GOAL OF THE EXERCISE
Please return the part of the listing that opens with its first line and closes with the line containing "136 141 L 52", with both of those lines included and every line unchanged.

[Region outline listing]

───

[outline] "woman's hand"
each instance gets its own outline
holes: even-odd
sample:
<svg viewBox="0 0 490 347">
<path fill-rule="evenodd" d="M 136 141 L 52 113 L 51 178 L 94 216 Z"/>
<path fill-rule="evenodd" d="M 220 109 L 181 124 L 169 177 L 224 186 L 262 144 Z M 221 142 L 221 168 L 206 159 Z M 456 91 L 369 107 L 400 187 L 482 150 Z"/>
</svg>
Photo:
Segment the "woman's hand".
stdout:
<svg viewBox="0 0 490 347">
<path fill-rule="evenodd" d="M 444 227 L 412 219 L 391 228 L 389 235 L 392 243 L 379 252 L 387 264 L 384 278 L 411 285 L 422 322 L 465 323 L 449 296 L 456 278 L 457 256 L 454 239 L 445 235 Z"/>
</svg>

───

WRITTEN SOLUTION
[outline] "woman's hand"
each instance gets its own outline
holes: even-odd
sample:
<svg viewBox="0 0 490 347">
<path fill-rule="evenodd" d="M 136 141 L 52 113 L 51 178 L 94 216 Z"/>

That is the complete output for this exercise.